--- BEGIN TEXT PROVIDED ---

Bug #51105 MDL deadlock in rqg_mdl_stability test on Windows
Submitted: 11 Feb 2010 14:59 Modified: 7 Mar 2010 1:06
Reporter: John Embretsen Email Updates:
Status: Closed Impact on me:
None 
Category:MySQL Server: Locking Severity:S2 (Serious)
Version:mysql-next-4284 OS:Windows
Assigned to: Dmitry Lenev CPU Architecture:Any
Tags: pushbuild, rqg_pb2, test failure

[11 Feb 2010 14:59] John Embretsen
Description:
The test 'rqg_mdl_stability' (10 concurrent clients) fails on the Windows platform in Pushbuild (mysql-next-4284 branch) with what seems to be a deadlock among MDL threads. The Random Query Generator reports:

"10 stalled queries detected, declaring deadlock"

A quick look at the test logs indicate the following unique MDL back traces:

cond_wait -> my_rw_wrlock -> MDL_lock::remove_ticket
cond_wait -> my_rw_wrlock -> MDL_lock::find_deadlock
cond_wait -> my_rw_wrlock -> MDL_context::stop_waiting -> acquire_lock
cond_wait -> my_rw_wrlock -> MDL_map::move_from_hash_to_lock_mutex

Test log with stack traces and other info will be attached shortly.

This deadlock currently occurs on Windows only (tested on Win 2003 32-bit), and is different from Bug#50998 (Linux deadlock, same test & source, now fixed).

--- END TEXT PROVIDED ---
--- BEGIN EXCERPTED DATA ---

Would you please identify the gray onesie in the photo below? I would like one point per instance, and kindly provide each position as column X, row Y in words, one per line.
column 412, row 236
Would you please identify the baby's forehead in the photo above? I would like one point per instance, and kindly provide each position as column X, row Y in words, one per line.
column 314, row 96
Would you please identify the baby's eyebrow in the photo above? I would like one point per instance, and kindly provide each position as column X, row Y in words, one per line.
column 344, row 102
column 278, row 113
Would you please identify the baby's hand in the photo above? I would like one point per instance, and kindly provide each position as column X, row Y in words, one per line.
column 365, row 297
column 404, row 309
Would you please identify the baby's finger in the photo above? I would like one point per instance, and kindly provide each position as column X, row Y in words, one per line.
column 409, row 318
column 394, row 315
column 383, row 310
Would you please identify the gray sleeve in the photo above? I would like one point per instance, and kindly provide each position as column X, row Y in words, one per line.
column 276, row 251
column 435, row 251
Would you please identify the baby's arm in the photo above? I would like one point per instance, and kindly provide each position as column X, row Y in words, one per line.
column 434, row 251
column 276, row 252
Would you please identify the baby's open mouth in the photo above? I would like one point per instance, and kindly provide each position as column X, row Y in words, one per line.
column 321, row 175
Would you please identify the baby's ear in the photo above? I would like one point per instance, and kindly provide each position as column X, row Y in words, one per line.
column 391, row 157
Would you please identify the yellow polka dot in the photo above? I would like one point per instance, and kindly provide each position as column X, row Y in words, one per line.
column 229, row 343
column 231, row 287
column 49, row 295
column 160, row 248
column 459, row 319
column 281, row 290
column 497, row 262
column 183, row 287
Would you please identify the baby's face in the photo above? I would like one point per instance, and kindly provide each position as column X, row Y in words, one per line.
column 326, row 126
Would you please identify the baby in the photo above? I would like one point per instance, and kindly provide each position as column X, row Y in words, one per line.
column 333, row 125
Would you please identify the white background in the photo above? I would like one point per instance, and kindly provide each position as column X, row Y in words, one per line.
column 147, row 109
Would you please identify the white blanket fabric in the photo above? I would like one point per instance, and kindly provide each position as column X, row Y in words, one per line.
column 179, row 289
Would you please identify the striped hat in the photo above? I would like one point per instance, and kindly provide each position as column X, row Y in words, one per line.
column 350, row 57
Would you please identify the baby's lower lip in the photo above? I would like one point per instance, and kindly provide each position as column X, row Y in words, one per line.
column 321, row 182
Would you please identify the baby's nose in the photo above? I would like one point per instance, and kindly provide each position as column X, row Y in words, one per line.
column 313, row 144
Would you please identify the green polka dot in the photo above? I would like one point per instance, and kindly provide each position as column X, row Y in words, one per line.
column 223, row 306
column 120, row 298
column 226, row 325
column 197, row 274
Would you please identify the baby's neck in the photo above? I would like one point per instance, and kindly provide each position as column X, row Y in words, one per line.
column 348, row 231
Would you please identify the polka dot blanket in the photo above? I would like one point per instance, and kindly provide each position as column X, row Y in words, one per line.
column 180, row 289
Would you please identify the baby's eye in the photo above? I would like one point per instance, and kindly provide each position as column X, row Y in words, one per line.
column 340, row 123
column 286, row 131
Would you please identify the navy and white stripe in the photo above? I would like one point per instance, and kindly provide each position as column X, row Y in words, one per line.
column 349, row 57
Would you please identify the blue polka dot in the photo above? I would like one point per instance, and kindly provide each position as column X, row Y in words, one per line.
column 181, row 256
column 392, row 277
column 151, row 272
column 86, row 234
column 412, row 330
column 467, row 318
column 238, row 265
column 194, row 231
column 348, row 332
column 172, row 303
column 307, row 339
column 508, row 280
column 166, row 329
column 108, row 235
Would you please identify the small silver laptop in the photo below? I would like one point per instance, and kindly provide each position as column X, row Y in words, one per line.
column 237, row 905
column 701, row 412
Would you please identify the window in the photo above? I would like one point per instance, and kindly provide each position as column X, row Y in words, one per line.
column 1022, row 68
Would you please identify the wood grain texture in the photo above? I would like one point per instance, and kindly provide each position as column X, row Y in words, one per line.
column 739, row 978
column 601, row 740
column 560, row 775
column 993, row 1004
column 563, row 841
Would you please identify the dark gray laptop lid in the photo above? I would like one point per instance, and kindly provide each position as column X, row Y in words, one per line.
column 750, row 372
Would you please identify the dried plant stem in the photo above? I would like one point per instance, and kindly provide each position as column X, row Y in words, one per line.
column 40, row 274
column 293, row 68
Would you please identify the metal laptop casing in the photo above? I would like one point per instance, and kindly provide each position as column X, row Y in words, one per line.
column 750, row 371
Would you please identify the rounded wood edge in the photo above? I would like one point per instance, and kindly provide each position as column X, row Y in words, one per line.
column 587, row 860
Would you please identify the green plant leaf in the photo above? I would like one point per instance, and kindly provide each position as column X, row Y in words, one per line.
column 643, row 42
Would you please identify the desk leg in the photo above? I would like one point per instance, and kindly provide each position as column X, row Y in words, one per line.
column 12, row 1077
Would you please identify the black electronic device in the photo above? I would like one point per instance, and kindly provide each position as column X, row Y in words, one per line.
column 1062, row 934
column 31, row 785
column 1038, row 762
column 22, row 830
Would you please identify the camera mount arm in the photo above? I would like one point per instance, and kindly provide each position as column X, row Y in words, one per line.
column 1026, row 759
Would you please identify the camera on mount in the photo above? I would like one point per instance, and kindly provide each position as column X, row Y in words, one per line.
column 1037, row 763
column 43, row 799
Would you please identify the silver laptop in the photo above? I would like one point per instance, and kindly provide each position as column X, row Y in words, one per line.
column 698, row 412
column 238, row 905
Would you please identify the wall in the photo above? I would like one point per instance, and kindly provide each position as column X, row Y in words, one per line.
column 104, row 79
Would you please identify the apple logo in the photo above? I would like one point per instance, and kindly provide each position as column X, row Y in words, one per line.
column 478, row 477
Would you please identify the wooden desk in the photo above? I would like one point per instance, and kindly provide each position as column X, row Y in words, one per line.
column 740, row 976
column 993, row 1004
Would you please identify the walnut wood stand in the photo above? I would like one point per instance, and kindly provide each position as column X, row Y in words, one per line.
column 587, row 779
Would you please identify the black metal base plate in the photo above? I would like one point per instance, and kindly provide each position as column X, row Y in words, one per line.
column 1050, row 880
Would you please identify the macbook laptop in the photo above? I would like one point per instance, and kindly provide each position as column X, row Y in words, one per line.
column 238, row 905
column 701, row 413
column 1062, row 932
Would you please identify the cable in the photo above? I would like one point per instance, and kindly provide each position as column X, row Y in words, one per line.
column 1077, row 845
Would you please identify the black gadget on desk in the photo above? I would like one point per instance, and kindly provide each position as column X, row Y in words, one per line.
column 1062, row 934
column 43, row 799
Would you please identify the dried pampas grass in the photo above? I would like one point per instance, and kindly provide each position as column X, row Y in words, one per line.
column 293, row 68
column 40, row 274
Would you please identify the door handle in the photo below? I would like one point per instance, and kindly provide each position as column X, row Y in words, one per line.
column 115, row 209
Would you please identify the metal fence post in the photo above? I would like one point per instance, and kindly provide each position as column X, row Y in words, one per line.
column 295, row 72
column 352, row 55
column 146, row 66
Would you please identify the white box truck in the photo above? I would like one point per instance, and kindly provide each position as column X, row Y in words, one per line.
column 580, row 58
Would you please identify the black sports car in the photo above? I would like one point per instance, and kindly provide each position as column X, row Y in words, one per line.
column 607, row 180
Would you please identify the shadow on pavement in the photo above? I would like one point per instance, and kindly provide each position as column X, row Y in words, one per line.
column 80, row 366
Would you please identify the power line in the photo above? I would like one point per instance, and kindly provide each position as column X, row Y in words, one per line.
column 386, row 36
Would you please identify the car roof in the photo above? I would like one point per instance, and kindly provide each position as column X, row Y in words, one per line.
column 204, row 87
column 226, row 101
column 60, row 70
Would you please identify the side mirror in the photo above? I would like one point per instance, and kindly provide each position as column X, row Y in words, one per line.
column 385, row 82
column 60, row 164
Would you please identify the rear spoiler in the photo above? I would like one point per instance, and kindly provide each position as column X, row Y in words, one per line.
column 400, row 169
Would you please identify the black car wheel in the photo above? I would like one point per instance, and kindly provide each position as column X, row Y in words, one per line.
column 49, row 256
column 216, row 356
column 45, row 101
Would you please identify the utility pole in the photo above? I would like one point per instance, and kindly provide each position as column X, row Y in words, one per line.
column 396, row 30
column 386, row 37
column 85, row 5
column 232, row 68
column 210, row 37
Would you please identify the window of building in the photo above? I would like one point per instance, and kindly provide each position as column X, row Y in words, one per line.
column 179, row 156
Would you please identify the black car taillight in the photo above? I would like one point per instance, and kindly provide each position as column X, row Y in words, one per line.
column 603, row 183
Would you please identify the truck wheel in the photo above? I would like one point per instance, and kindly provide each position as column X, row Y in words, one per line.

--- END EXCERPTED DATA ---

### REQUESTS
1. Please print the passage of the bug report from "This deadlock currently" to "source, now fixed).".
2. Answer these questions about the bug report:
(a) Who is the bug assigned to?
(b) How many concurrent clients does the failing test use?
(c) On which Windows version was the deadlock tested?

### ANSWER LIST
1.
This deadlock currently occurs on Windows only (tested on Win 2003 32-bit), and is different from Bug#50998 (Linux deadlock, same test & source, now fixed).

2.
(a) Dmitry Lenev
(b) 10
(c) Win 2003 32-bit